- Available data

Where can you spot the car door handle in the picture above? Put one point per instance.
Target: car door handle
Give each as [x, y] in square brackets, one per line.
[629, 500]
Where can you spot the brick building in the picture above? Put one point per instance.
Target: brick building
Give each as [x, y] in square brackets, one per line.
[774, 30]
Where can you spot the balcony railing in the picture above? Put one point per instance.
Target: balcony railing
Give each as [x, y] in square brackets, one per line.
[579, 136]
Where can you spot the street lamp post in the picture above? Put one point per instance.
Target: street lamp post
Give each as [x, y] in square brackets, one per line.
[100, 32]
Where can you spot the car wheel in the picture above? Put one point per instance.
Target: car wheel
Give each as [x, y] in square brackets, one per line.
* * *
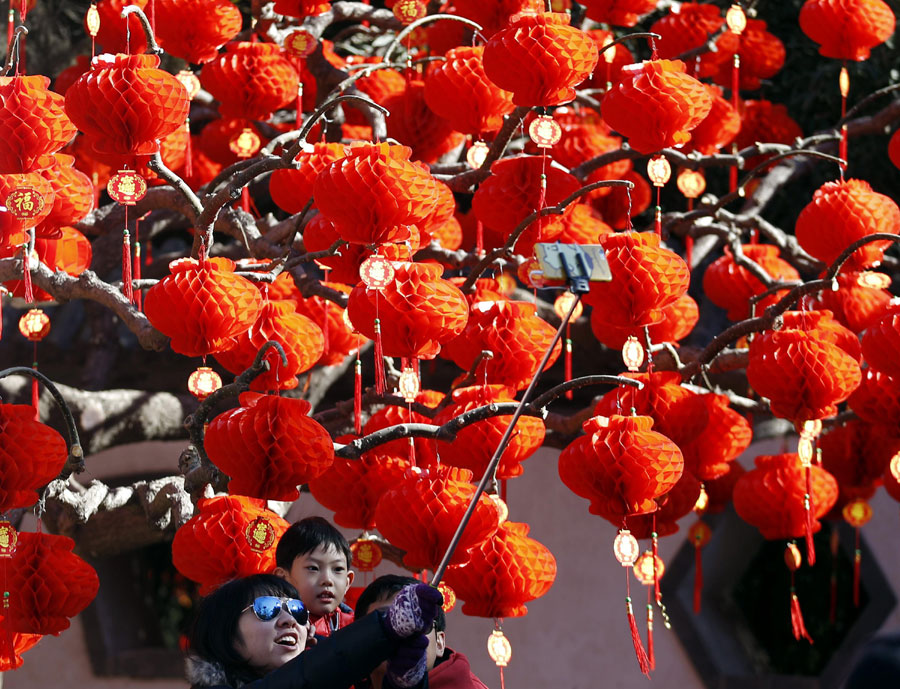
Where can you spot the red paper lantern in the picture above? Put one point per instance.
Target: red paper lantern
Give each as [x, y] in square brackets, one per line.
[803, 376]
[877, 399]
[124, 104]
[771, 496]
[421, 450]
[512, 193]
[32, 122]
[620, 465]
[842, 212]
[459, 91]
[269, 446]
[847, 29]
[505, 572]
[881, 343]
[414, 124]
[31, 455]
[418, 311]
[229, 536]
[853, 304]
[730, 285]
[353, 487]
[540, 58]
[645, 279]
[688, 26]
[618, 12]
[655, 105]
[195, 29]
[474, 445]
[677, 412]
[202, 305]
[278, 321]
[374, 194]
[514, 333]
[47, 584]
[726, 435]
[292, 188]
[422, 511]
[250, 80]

- What is being asked
Select every line in the items above that contains the string "street", treating case as significant, and reproduce each line in full.

- Task output
Where can you spot the street lamp post in the picture above? Put one point per instance.
Target: street lamp post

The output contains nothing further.